══ Trecho do texto

O homem que nunca parou
Hayao Miyazaki é um animador, cineasta, roteirista, escritor e artista de mangá japonês, cofundador do estúdio Ghibli de animação. Miyazaki sempre criou suas obras à moda antiga, ou seja, sem qualquer ajuda da tecnologia moderna — pense em desenhos feitos a lápis, e coloridos com aquarela.
Dentre os longas de animação que ele criou está “A Viagem de Chihiro” — lançado em julho de 2001 no Japão e exatamente dois anos depois no Brasil —, até hoje aclamado tanto como uma das melhores animações dos anos 2000 como de todos os tempos. Para se ter uma ideia, a animação desbancou, nada mais, nada menos, que o Titanic de James Cameron em termos de maior bilheteria de todos os tempos no Japão.
“Never-Ending Man”, que encontrei ao acaso disponibilizado no YouTube, é um interessante documentário da NHK, lançado em 2016, que conta um pouco da vida de Hayao após ele anunciar que iria se aposentar, em meados de 2013. Tendo buscado preparar diversos sucessores para seu lugar ao longo dos anos, o fato de nunca tendo sido capaz de efetivamente largar o osso fez Miyazaki admitir ter drenado todo o potencial de quem treinou, acabando por afugentar cada potencial sucessor, devido a sempre buscar em cada candidato a perfeição que sempre buscou em seus próprios trabalhos.

════
══ Material das tarefas

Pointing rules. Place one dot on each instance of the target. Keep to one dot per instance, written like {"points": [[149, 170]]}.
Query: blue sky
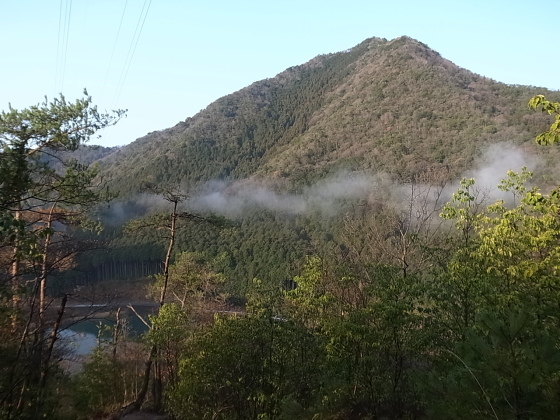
{"points": [[190, 53]]}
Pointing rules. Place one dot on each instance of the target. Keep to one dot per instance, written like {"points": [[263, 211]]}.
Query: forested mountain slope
{"points": [[395, 106]]}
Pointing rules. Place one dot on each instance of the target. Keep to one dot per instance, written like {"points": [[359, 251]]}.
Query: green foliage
{"points": [[97, 386], [251, 367], [552, 135], [33, 196]]}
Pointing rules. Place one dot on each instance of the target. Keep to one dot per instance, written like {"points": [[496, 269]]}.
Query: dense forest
{"points": [[310, 250]]}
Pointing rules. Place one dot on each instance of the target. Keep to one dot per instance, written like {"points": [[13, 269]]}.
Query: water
{"points": [[82, 337]]}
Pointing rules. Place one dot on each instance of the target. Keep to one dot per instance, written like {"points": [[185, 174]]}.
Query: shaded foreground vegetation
{"points": [[401, 309], [439, 311]]}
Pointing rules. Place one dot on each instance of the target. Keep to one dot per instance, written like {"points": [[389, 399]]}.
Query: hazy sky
{"points": [[189, 53]]}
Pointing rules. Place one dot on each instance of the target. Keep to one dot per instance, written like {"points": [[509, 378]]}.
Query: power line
{"points": [[132, 50]]}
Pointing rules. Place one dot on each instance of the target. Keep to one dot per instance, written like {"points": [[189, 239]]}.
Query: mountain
{"points": [[394, 106], [383, 108]]}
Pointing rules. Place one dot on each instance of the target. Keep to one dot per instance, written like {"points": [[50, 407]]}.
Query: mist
{"points": [[328, 196]]}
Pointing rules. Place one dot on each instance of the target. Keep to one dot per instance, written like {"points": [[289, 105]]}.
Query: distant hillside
{"points": [[395, 106]]}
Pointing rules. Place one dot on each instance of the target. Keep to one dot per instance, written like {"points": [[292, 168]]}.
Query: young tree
{"points": [[33, 194]]}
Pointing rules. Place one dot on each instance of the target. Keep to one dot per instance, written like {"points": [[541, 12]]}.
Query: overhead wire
{"points": [[132, 49]]}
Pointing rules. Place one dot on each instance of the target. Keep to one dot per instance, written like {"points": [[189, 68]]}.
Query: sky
{"points": [[165, 60]]}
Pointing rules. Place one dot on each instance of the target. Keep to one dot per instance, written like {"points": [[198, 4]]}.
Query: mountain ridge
{"points": [[381, 105]]}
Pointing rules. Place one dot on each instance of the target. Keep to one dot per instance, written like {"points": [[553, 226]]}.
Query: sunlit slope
{"points": [[394, 106]]}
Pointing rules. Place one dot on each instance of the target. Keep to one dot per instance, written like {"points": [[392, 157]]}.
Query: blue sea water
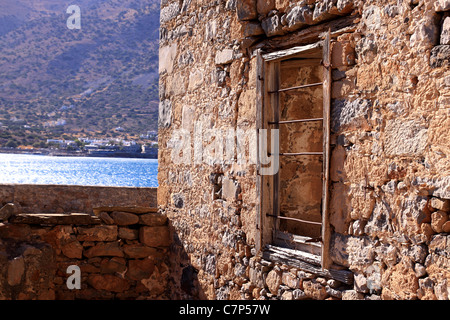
{"points": [[86, 171]]}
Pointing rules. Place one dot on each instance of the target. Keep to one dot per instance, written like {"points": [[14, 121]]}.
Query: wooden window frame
{"points": [[267, 187]]}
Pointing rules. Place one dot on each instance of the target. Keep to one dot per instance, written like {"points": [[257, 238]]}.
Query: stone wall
{"points": [[122, 254], [114, 235], [30, 198], [390, 151]]}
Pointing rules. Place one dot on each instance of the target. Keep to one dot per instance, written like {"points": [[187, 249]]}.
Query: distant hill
{"points": [[57, 81]]}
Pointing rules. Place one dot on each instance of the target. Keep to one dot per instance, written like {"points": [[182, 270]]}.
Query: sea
{"points": [[84, 171]]}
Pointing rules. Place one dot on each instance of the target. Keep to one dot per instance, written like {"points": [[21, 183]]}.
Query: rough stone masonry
{"points": [[389, 169]]}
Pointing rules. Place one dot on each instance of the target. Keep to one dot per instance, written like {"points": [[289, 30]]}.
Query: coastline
{"points": [[64, 153]]}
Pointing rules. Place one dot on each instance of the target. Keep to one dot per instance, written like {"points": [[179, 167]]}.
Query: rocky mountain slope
{"points": [[87, 81]]}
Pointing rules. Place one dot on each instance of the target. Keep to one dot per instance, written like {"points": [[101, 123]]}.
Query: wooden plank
{"points": [[326, 261], [293, 154], [259, 125], [299, 51], [296, 242], [295, 219], [299, 63], [272, 254], [275, 98], [267, 180], [298, 87], [290, 254], [297, 120], [308, 35]]}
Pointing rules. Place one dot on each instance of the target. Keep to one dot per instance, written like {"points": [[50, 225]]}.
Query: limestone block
{"points": [[105, 217], [440, 204], [323, 10], [124, 218], [290, 280], [108, 282], [139, 251], [426, 33], [167, 55], [446, 227], [354, 252], [299, 294], [7, 211], [140, 269], [438, 219], [297, 17], [282, 5], [441, 5], [347, 113], [113, 265], [230, 189], [314, 290], [73, 249], [352, 295], [400, 281], [108, 249], [404, 138], [445, 32], [272, 26], [251, 29], [246, 9], [225, 56], [265, 6], [169, 12], [128, 234], [196, 80], [97, 233], [372, 17], [273, 281], [344, 6], [343, 54], [153, 219], [165, 114], [56, 219], [155, 236]]}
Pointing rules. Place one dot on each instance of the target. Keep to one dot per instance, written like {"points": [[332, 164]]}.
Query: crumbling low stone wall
{"points": [[30, 198], [121, 251]]}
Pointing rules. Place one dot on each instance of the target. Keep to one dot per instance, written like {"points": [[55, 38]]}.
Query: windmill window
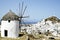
{"points": [[9, 21]]}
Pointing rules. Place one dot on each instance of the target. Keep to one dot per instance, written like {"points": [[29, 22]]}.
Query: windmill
{"points": [[22, 10]]}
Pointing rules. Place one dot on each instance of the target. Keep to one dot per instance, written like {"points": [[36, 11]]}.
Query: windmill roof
{"points": [[10, 16]]}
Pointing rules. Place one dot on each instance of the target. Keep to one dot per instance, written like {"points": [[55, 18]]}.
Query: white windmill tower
{"points": [[10, 25], [22, 10]]}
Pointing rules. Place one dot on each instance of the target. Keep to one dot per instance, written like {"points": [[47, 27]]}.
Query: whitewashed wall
{"points": [[12, 27]]}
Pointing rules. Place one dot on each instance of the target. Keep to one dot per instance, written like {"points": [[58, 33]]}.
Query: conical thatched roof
{"points": [[53, 19], [10, 16]]}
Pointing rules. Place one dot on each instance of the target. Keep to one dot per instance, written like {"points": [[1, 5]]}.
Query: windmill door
{"points": [[5, 33]]}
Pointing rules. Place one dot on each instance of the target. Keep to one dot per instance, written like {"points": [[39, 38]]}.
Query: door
{"points": [[5, 33]]}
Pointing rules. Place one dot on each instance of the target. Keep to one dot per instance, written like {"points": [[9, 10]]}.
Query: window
{"points": [[5, 33], [8, 20]]}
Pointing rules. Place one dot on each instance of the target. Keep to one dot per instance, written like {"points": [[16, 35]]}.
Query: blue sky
{"points": [[36, 9]]}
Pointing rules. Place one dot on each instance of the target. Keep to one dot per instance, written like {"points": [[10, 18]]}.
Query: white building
{"points": [[10, 25]]}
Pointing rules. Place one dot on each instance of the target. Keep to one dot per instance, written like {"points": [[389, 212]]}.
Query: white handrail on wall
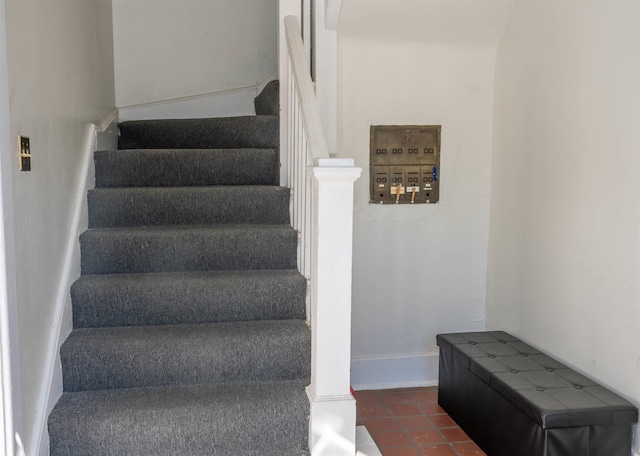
{"points": [[322, 213]]}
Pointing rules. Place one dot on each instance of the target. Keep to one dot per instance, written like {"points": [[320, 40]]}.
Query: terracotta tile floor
{"points": [[409, 422]]}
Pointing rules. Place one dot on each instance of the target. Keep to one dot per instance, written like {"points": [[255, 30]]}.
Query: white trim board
{"points": [[224, 103], [61, 326], [400, 371], [365, 445]]}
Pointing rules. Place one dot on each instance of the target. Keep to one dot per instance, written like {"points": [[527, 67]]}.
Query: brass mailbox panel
{"points": [[405, 164]]}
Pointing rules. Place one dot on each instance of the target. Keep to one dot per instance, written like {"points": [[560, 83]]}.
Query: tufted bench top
{"points": [[548, 392]]}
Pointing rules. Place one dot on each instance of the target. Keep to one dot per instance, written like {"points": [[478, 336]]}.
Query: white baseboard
{"points": [[61, 326], [401, 371], [365, 445]]}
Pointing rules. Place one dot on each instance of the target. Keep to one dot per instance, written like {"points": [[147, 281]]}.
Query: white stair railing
{"points": [[322, 213]]}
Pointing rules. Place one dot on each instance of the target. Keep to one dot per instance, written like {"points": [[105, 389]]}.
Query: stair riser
{"points": [[166, 168], [154, 356], [156, 299], [220, 133], [128, 207], [129, 251]]}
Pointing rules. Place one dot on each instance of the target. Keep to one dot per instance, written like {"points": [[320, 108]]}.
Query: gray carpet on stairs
{"points": [[252, 419], [134, 356], [189, 331], [181, 297], [148, 168], [187, 248], [218, 133], [145, 206]]}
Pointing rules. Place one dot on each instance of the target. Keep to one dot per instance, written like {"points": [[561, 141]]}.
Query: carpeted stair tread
{"points": [[186, 167], [181, 298], [248, 419], [145, 206], [214, 133], [187, 248], [137, 356]]}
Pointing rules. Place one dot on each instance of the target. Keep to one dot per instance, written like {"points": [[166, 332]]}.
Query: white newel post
{"points": [[333, 409]]}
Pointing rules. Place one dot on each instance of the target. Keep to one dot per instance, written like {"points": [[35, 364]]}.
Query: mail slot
{"points": [[407, 157]]}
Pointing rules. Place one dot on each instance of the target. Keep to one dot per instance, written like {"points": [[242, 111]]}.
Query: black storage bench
{"points": [[513, 400]]}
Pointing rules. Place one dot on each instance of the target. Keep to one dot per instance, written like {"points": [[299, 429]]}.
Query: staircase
{"points": [[189, 318]]}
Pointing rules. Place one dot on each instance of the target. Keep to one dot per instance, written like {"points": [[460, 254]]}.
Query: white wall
{"points": [[60, 65], [168, 49], [418, 270], [564, 250]]}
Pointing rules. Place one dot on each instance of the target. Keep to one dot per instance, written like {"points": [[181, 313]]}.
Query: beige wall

════

• [Instruções das tarefas]:
- 1) Por favor, resuma em duas frases o texto sobre Hayao Miyazaki.
- 2) Conte as linhas dos registros que contêm a palavra "wall", levando em conta maiúsculas e minúsculas, e informe só o número.

• [Respostas às tarefas]:
- 1) Hayao Miyazaki, animador japonês e cofundador do estúdio Ghibli, sempre criou suas obras à moda antiga, entre elas "A Viagem de Chihiro", que superou o Titanic de James Cameron como maior bilheteria de todos os tempos no Japão. O documentário "Never-Ending Man", lançado pela NHK em 2016, mostra sua vida após o anúncio de aposentadoria em 2013 e sua admissão de ter afugentado cada potencial sucessor por buscar neles a perfeição que buscava em seus próprios trabalhos.

- 2) 6